YOUR GOAL: Can you output every item below as a two-column CSV headed instruction and points, with one row per item? Put the item's text and its answer each in a single quoted field, with line breaks replaced by spaces.

DATA LINES:
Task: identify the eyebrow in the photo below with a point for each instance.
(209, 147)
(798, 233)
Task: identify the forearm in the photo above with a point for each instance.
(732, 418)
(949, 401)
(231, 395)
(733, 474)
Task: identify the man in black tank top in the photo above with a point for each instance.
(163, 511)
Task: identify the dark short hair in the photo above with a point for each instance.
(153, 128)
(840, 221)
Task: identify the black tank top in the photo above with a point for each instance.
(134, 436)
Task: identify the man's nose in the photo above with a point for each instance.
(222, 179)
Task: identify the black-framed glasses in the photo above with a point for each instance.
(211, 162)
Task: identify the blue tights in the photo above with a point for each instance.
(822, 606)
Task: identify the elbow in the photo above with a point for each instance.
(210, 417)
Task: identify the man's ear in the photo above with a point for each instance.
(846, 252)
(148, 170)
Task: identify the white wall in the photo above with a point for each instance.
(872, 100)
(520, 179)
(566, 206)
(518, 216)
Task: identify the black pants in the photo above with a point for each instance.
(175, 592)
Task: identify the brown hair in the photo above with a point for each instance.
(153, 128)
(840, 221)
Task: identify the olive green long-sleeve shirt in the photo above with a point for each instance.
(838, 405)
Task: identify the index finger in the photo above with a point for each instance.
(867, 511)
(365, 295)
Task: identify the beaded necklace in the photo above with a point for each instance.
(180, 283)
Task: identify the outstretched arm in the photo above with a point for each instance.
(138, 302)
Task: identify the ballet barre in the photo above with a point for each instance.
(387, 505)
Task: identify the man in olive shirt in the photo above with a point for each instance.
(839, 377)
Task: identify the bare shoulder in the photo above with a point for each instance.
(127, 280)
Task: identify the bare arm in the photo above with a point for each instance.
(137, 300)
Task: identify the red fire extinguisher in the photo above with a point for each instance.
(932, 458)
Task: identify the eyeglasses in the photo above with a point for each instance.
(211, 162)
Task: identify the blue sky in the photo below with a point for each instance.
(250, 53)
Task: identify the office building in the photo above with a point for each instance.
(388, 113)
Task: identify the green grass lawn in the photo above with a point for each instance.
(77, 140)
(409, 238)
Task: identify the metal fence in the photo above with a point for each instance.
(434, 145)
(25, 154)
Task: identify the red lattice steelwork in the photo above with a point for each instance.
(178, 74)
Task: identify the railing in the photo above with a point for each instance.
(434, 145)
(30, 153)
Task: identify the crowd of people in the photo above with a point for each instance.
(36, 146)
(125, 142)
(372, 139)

RESPONSE:
instruction,points
"Task: identify the eyebrow in the photo below with a point for each instance.","(209, 147) (798, 233)"
"Task: identify the forearm in the photo above with a point for each instance.","(732, 418) (949, 401) (231, 395) (733, 474)"
"Task: identify the man in black tank top in the photo above with a point for each instance.","(163, 511)"
"Task: identify the dark short hair in the photo above with a point for each instance.","(153, 128) (840, 221)"
"Task: identify the black tank top in the photo above with a point for each instance.","(134, 436)"
"Task: identify the man's nose in the photo above with a point for each instance.","(222, 179)"
"Task: identify the black-framed glasses in the photo above with a point for each instance.","(211, 162)"
"Task: identify the blue tights in the photo above with a point for each instance.","(822, 606)"
"Task: identify the elbow in the photo above with a point for each instance.","(210, 417)"
"Task: identify the man's ear in the photo above with a point for each instance.","(846, 252) (148, 170)"
"Task: identify the white wall in the photo above with a point for each instance.","(872, 100) (520, 179) (566, 206) (518, 216)"
"Task: identify the black pants in the photo above with a point for each instance.","(175, 592)"
"Task: identify the brown hair in the photo above with a point for each instance.","(153, 128) (840, 221)"
"Task: identify the olive green long-sleeve shirt in the photo above with a point for each instance.","(838, 405)"
"Task: identify the index finger in the photo above with a point for each instance.","(867, 511) (365, 295)"
"Task: identify the beaded necklace in the photo above with a point for each instance.","(180, 283)"
"Task: identify the outstretched arm in the photo above with a point for each instance.","(138, 302)"
"Task: identify the ballet barre in the photo above with a point for each instance.","(387, 505)"
"Task: identify the man in olive shirt in the photo above with a point for each instance.","(839, 377)"
"Task: identify the bare shoulder in the photo above with a point for each instance.","(127, 280)"
"Task: identify the bare arm in the photo above with a point for each instance.","(137, 300)"
"Task: identify the red fire extinguisher in the photo above with a point for each instance.","(932, 458)"
"Task: identify the eyeglasses in the photo above with a point for each instance.","(211, 162)"
"Task: identify the blue sky in the photo below with a point for each instance.","(250, 53)"
"Task: identify the office building in the photo above with a point for each instance.","(388, 113)"
"Task: identify the green grass lawn in the photo above with a point for each instance.","(77, 140) (409, 238)"
"Task: identify the metal fence in the photo above with a point for each instance.","(434, 145) (25, 154)"
"Task: identify the red lattice steelwork in the photo above with a point for each instance.","(178, 74)"
"Task: identify the railing in the photo above with a point for each instance.","(434, 145) (30, 153)"
"Task: identify the crowd of people in the photo above with a point for each instance.","(36, 146) (125, 142) (372, 139)"